OKUL MÜDÜRLERİNDEN ÇOCUKLARIN GÖKKUŞAĞINA SALDIRI
Olağanüstü bir dönemin içerisinde olmamız ve bundan dolayı da süreci yakından takip ederek, kamu yöneticilerini uyarmak, kamuoyunu bilgilendirmek ve gerektiğinde sorumluluk almak gibi görevlerimiz olduğunun farkındayız.
31 Mart 2020 Salı 12:17
Eğitimdeki skandalların ardı arkası kesilmiyor! Her yeni gün, “pes dedirten” gelişmelere tanık oluyoruz. Neden mi? Çünkü eğitim, hiçbir dönemde böylesine niteliksiz, eşitlikten uzak, baskıcı bir kuşatmaya maruz kalmadı.

•••••

## Verilen Görev
Okul müdürleri ve çocukların gökkuşağına yönelik saldırı hakkındaki metni, son cümlesinin ardından sürdürünüz.

Bir veri kaynağından alınan kayıtlar
•••••

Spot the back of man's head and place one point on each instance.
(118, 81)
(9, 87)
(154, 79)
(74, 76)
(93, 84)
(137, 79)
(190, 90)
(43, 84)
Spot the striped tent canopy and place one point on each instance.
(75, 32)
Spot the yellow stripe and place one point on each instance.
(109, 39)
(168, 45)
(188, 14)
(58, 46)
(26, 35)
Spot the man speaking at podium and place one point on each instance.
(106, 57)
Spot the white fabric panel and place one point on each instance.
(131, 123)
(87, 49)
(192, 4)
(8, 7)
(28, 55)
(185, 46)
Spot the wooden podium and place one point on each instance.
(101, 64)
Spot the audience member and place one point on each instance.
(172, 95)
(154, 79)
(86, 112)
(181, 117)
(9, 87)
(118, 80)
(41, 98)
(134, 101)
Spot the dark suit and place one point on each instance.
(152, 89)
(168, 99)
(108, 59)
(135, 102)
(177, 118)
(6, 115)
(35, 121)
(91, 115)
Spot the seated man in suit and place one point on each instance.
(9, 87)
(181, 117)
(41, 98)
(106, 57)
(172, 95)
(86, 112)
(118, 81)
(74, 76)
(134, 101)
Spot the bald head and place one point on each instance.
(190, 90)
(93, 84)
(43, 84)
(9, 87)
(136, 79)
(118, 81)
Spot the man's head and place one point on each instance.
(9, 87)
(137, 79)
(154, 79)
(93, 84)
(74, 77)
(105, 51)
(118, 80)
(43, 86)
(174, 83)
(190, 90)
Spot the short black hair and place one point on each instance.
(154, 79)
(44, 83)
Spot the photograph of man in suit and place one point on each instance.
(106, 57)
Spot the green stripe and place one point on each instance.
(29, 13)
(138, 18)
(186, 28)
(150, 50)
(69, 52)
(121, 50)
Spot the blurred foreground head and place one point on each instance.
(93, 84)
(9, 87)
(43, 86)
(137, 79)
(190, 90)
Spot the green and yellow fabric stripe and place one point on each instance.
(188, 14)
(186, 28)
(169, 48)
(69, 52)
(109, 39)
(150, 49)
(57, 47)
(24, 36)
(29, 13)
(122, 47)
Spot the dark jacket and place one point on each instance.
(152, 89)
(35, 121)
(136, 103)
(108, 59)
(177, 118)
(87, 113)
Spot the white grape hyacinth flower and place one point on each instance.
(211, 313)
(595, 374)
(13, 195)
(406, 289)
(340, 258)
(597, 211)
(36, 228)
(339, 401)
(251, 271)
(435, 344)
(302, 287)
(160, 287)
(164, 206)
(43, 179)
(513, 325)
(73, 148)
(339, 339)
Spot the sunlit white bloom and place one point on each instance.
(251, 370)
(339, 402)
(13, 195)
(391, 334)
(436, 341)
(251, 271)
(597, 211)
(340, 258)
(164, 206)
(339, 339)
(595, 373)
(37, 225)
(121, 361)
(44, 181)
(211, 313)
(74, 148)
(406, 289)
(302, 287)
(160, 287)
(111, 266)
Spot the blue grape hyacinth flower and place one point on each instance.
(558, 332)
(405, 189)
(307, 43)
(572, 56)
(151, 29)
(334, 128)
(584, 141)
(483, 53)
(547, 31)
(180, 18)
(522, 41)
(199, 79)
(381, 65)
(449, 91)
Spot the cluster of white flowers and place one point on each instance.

•••••

## Beklenen Yanıt
Coronavirüsle mücadele kapsamında vatandaşların büyük bir kısmı sokağa çıkmayarak, 'Evde kal' çağrısı yapmaya devam ediyor. Coronavirüsün önüne geçmek isteyen kişiler çeşitli faaliyetlerle farkındalık yaratmaya devam ediyor. Tüm Dünya çocuklarını kapsayan faaliyetle hem çocuklara hem de hayatını evde sürdürmek zorunda kalan tüm bireylere moral olacak bir akım başlatıldı. Bu akıma göre, evde kalan çocuklar gökkuşağı çizerek, boyayacak ve evlerinin pencerelerine asacaklar. Bu sayede çocukların evde moral bulması amaçlanıyor. Bu kapsamda yapılan çağrıda ""Akıma uyalım. Tüm çocuklarımız bir kağıda gökkuşağı çizip boyayacak. Sonra onu camlarına ve bu gökkuşağını gören her çocuk evde kalanın sadece kendi olmadığını görecek ve yalnız olmadığını hissedecektir. Bu gökkuşağı ile içinde bulunduğumuz stresli durumu biraz renklendirip yeni umutlara ışık saçalım hep beraber” denilmiştir.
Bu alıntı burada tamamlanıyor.